## TEXTE SOURCE
----
Vu la procédure suivante :
Procédure contentieuse antérieure :
Mme B... A... a demandé au tribunal administratif de Rennes d'annuler l'arrêté du 27 juillet 2022 par lequel le préfet du Var l'a expulsée à destination du Nigéria ainsi que la décision implicite de rejet du recours gracieux formé contre cette décision.
Par un jugement n°2303011 du 20 septembre 2023, le tribunal administratif de Rennes a rejeté sa demande.
Procédure devant la cour :
Par une requête, enregistrée le 25 octobre 2023, Mme A... représentée par Me Ntsakala, demande à la cour :
1°) d'annuler ce jugement du 20 septembre 2023 ;
2°) d'annuler l'arrêté du 27 juillet 2022 par lequel le préfet du Var l'a expulsée à destination du Nigéria, ainsi que la décision implicite de rejet du recours gracieux formé contre cette décision et, par voie de conséquence, la décision explicite de retrait de sa carte de résidente de 10 ans ;
3°) de mettre à la charge de l'Etat le versement à son conseil de la somme de 2 500 euros sur le fondement des dispositions combinées des articles L. 761-1 du code de justice administrative et 37 de la loi n° 91-647 du 10 juillet 1991.
----
## DONNÉES FOURNIES

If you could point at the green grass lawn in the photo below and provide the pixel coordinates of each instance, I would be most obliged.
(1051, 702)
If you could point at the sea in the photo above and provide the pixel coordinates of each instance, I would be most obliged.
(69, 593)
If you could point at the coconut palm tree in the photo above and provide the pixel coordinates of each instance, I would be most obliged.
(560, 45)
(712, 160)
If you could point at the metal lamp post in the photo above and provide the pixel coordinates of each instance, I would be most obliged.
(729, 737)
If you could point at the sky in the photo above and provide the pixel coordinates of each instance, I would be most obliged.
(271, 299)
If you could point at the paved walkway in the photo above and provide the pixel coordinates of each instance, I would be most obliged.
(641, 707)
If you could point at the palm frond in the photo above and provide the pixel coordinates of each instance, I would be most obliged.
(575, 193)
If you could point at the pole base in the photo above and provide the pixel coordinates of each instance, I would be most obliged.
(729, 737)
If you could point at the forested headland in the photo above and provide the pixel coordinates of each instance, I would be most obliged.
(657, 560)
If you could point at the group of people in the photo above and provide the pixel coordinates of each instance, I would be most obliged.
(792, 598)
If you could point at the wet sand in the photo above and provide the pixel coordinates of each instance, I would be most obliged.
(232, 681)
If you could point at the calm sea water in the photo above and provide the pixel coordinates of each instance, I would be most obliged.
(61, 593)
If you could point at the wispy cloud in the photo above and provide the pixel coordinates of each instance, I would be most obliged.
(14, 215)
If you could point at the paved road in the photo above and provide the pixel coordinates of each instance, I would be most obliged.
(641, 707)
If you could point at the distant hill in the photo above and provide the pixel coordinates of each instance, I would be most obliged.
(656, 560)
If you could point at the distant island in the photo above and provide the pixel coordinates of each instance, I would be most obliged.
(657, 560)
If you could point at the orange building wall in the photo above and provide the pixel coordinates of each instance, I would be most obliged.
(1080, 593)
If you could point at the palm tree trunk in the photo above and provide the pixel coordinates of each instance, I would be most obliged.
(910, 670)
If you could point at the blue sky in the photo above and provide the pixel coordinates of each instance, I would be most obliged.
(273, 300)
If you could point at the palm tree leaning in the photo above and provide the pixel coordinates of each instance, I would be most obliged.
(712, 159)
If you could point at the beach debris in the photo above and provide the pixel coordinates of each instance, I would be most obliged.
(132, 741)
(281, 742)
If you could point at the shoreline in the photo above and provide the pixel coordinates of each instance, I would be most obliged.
----
## OBJECTIFS
a – Recopiez un passage de la décision de justice, en commençant aux mots « Vu la procédure » et en vous arrêtant après « contre cette décision. ».
b – Répondez à ces questions sur la décision de justice :
(i) À quelle date la requête devant la cour a-t-elle été enregistrée ?
(ii) Vers quel pays le préfet du Var a-t-il expulsé Mme A... ?
(iii) Quelle somme est demandée au titre du versement à son conseil ?
c – Rédigez la suite de la décision de justice à partir de sa dernière phrase.
Les données ci-dessus forment un ensemble distinct de la décision de justice.

## RÉSULTATS PAR TÂCHE
a –
Vu la procédure suivante :
Procédure contentieuse antérieure :
Mme B... A... a demandé au tribunal administratif de Rennes d'annuler l'arrêté du 27 juillet 2022 par lequel le préfet du Var l'a expulsée à destination du Nigéria ainsi que la décision implicite de rejet du recours gracieux formé contre cette décision.

b –
(i) Le 25 octobre 2023.
(ii) Le Nigéria.
(iii) 2 500 euros.

c –
Elle soutient que :
- l'arrêté du 27 juillet 2022 a été pris par une autorité incompétente ;
- les conditions de notification de cet arrêté sont irrégulières ;
- rien ne permet de vérifier l'existence du bulletin spécial prévu par les articles R. 632-3 et R. 632-5 du code de l'entrée et du séjour des étrangers et du droit d'asile ;
- son recours est recevable dès lors que la décision implicite de rejet de son recours gracieux ne peut être regardée comme ayant été assortie des voies et délais de recours ;
- les décisions contestées sont entachées d'une erreur manifeste d'appréciation, les infractions reprochées de destruction ou de dégradation de véhicules privés et de conduite de véhicule moteur sans être titulaire de permis de conduire ne sont pas établies et elle s'est éloignée du " milieu du proxénétisme " ;
- l'arrêté du 27 juillet 2022 méconnaît l'intérêt supérieur de ses enfants garanti par l'article 3 de la convention internationale des droits de l'enfant ainsi que le 1° et le 3° de l'article L. 631-2 du code de l'entrée et du séjour des étrangers et du droit d'asile ;
- elle est en France depuis 2010, les dispositions de l'article L 632-2 -3° du code de l'entrée et du séjour des étrangers et du droit d'asile font obstacle à l'expulsion des personnes ayant plus de 10 ans de séjours en France.
La requête a été communiquée le 31 octobre 2023 au préfet du Var, qui n'a pas produit d'observations.
Vu les autres pièces du dossier.
Vu :
- la convention internationale des droits de l'enfant ;
- le code de l'entrée et du séjour des étrangers et du droit d'asile ;
- la loi n° 91-647 du 10 juillet 1991 ;
- le code de justice administrative.
Les parties ont été régulièrement averties du jour de l'audience.
Ont été entendus au cours de l'audience publique :
- le rapport de M. Pons,
- et les conclusions de Mme Bougrine, rapporteure publique.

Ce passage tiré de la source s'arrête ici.